TASK >>
Return every line from the listing where the word "reflection" occurs.

LISTED ENTRIES >>
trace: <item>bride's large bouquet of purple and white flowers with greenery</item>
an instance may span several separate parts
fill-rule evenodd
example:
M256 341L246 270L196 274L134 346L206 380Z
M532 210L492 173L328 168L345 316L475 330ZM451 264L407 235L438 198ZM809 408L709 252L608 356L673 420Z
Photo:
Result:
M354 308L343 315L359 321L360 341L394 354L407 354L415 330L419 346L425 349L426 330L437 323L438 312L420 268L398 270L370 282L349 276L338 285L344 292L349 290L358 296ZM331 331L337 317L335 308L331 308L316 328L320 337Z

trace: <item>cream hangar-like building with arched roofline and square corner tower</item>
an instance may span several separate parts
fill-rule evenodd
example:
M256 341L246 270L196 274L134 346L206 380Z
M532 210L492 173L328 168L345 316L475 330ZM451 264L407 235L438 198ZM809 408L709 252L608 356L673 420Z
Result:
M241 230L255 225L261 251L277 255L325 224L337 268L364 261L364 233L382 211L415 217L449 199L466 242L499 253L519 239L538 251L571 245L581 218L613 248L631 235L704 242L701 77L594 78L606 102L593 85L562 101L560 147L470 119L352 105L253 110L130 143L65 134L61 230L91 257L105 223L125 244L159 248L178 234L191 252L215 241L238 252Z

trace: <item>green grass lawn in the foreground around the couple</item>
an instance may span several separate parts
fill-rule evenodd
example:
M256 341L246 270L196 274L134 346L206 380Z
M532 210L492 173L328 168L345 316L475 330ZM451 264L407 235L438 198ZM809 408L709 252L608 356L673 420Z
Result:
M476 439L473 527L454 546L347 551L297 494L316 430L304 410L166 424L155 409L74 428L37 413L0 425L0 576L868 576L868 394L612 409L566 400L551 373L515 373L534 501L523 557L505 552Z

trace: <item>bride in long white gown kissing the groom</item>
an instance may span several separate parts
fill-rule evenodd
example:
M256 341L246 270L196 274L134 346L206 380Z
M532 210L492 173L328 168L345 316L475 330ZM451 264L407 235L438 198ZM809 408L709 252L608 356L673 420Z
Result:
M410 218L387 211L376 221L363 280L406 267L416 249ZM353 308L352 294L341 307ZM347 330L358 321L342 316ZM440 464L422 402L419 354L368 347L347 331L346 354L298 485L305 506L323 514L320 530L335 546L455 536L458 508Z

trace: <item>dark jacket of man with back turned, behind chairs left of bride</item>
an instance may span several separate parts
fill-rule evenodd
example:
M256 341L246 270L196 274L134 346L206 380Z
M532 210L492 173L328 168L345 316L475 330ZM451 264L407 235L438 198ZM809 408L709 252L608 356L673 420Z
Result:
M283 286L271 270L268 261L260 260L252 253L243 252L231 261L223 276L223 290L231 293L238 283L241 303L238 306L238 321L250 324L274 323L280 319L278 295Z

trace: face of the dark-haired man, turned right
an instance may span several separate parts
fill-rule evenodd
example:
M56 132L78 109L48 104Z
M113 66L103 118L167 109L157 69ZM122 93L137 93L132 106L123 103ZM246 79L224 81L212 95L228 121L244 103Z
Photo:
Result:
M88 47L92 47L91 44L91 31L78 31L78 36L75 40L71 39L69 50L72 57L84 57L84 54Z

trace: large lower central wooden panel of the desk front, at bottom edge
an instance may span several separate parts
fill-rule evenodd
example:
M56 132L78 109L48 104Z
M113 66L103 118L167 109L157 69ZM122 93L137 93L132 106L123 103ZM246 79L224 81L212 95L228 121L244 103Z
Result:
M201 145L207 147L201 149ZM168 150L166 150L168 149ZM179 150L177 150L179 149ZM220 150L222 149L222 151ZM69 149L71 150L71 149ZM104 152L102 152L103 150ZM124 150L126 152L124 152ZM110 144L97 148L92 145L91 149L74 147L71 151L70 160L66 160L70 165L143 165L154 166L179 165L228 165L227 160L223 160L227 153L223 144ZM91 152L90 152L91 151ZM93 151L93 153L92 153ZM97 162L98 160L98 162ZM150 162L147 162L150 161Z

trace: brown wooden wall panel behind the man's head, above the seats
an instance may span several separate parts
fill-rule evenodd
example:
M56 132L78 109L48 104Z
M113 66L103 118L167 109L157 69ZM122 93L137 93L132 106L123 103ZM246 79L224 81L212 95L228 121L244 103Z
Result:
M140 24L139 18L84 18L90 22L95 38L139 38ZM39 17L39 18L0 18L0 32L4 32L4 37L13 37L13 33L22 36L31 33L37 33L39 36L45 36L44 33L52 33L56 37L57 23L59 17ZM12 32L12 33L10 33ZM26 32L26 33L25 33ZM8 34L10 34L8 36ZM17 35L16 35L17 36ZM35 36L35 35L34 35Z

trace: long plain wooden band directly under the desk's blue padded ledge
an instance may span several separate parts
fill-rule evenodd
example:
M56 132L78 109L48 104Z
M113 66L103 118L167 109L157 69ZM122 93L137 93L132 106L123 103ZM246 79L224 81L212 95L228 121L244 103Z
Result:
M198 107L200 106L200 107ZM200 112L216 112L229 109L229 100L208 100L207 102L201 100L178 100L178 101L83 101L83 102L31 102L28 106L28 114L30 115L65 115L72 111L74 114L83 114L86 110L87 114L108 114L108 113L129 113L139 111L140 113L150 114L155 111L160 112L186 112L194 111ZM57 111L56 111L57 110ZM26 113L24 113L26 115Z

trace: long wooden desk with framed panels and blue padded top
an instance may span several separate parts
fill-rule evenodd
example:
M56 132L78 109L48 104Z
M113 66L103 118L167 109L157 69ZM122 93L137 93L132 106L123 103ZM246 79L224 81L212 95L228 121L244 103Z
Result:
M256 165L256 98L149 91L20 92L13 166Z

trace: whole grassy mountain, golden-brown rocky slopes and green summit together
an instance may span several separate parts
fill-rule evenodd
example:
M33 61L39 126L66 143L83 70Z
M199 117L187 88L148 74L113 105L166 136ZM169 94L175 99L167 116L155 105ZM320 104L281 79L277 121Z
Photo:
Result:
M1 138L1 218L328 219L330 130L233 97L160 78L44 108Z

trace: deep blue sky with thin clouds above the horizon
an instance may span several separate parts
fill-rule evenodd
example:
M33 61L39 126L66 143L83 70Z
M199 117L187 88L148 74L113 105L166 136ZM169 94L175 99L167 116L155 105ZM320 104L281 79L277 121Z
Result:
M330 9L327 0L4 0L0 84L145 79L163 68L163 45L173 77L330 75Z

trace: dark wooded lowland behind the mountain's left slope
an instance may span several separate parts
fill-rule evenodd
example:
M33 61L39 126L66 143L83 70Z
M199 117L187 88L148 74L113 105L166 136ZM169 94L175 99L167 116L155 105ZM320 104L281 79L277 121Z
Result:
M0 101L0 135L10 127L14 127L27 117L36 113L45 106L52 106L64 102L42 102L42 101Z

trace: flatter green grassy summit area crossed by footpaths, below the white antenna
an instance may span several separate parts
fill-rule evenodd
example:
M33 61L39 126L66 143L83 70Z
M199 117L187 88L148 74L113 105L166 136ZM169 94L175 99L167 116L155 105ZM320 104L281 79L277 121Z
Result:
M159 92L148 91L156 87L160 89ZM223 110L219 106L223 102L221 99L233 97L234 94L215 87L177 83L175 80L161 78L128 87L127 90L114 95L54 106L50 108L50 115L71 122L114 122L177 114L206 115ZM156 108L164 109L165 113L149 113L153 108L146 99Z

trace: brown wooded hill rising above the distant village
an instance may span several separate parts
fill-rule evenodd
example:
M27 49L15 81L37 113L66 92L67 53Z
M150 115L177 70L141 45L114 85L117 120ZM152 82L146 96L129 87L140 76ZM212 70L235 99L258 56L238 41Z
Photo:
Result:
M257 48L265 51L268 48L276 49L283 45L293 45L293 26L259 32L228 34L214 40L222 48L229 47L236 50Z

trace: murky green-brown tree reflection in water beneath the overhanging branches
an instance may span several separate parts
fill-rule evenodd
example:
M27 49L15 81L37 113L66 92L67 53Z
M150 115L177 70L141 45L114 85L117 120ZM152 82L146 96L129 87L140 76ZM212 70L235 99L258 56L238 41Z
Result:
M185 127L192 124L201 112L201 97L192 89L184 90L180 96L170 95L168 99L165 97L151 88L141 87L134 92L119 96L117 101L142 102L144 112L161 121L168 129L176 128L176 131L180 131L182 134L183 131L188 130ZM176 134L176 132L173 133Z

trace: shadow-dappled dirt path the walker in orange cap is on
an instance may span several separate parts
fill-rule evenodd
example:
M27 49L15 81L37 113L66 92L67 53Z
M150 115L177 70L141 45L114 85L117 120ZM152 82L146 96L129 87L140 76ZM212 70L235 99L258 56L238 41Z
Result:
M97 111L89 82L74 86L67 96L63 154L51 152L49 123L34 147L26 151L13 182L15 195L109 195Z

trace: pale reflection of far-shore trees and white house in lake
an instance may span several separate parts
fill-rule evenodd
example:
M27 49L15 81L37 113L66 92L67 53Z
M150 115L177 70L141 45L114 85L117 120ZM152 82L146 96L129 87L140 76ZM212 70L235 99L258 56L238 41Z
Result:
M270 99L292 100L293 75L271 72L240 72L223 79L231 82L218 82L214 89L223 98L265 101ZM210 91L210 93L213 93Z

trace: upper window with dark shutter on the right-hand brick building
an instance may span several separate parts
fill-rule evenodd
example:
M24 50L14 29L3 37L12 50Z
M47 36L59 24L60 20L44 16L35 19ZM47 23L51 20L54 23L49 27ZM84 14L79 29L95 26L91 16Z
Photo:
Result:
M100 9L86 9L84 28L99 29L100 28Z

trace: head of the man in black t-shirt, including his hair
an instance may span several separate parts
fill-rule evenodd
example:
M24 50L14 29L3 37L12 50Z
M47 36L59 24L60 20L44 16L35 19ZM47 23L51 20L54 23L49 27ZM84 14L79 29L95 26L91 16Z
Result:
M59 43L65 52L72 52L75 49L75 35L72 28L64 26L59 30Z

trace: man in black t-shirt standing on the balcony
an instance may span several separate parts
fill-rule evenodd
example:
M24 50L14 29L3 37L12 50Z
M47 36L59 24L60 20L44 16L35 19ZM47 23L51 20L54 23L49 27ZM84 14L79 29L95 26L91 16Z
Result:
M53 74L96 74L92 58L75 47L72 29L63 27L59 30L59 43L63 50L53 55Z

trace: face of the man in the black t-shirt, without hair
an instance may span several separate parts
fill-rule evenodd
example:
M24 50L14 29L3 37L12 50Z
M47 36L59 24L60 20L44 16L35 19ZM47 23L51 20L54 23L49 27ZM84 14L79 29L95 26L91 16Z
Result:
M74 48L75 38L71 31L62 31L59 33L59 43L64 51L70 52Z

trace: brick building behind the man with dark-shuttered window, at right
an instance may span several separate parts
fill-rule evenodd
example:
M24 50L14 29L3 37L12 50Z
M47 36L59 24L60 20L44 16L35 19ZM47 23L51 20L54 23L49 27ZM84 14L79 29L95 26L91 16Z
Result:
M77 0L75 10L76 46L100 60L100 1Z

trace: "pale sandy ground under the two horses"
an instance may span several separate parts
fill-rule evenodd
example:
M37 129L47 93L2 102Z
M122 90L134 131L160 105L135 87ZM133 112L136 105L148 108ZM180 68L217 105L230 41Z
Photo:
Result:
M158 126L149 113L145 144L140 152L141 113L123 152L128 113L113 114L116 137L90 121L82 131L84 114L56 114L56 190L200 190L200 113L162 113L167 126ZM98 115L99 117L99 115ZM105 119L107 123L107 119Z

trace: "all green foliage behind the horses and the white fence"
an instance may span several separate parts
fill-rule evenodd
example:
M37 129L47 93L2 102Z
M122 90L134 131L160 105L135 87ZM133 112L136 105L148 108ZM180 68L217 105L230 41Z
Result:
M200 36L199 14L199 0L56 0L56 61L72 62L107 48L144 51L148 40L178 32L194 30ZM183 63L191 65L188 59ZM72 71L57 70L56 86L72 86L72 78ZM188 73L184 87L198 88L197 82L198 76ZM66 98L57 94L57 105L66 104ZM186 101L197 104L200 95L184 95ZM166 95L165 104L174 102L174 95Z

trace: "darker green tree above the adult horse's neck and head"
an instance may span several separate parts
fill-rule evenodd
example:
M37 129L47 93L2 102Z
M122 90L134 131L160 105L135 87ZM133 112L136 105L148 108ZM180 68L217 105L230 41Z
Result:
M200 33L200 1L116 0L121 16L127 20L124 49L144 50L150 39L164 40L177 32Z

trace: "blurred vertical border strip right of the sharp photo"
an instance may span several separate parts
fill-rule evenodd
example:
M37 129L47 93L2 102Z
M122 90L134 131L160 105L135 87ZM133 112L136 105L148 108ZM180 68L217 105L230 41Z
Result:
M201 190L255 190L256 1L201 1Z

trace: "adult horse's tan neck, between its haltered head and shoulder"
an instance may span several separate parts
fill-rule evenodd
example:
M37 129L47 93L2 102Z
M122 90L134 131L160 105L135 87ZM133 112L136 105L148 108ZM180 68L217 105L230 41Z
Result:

RESULT FOR THIS TASK >>
trace: murky green-brown tree reflection in water beneath the overhanging branches
trace: pale reflection of far-shore trees and white house in lake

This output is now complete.